**The task**
Could you copy every record below exactly, leaving out the pictures?

**Data**
+===+

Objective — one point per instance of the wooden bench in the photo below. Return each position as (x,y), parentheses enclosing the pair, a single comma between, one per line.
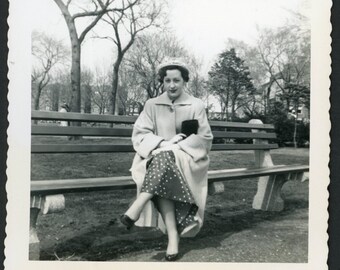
(46,195)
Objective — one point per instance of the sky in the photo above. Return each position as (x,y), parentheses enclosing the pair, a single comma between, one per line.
(202,25)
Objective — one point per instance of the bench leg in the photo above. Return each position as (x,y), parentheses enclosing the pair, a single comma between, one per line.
(268,197)
(34,243)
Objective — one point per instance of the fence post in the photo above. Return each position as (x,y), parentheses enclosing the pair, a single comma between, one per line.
(268,196)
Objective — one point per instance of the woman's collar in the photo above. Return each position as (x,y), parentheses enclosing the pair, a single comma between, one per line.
(183,99)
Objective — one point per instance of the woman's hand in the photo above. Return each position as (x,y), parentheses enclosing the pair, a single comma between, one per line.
(168,147)
(177,138)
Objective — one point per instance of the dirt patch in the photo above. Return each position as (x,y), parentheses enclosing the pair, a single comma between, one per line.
(88,229)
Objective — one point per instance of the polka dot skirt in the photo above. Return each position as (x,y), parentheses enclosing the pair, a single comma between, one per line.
(163,179)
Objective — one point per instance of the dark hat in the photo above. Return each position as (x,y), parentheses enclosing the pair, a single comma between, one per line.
(170,62)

+===+

**Task response**
Objective — one point per instance of the wooden bench in the photo below. Return each position as (x,y), parentheses enclosing the pair, a single comma between, one per line.
(46,195)
Objective — one point per instance of the sky in the photo above. Return each position as (x,y), parentheses enclosing the pair, a single comma between, one per line.
(202,25)
Objective — one point per instance of the bench leg in the photo above. Return each position as (x,y), parentheses enclosing the pair, a single comma between, one per line.
(268,197)
(34,243)
Objective — one point per instance of the fence post in the photo above. Return each position as (x,y), parentheses enclosing the pair, a single comma between, one per line.
(268,196)
Objective — one point per instance of the woman's collar in the photo above. Return each position as (x,y), parentheses enclosing the pair, a single comma between, one per line.
(183,99)
Objective — one point per instance of the woman's hand in the photo above. Return each position as (x,y), parentheses enclosing the pair, a single comma between, one per line.
(168,147)
(177,138)
Objective — one point per instance of the dirt patch in the photo above. Return each position as (x,y), parentheses enclosing the pair, a single comma between, one per line.
(88,229)
Objective — one point per instance of the polka dot skirt in the photo above. Return each position as (x,y), parentheses enclosing the pair, a single comma between, one per line.
(163,179)
Objective — one point per instance of the dark hat in the photo above. Return each position as (x,y), parentheses enclosing the pair, a single comma between, one per line.
(170,62)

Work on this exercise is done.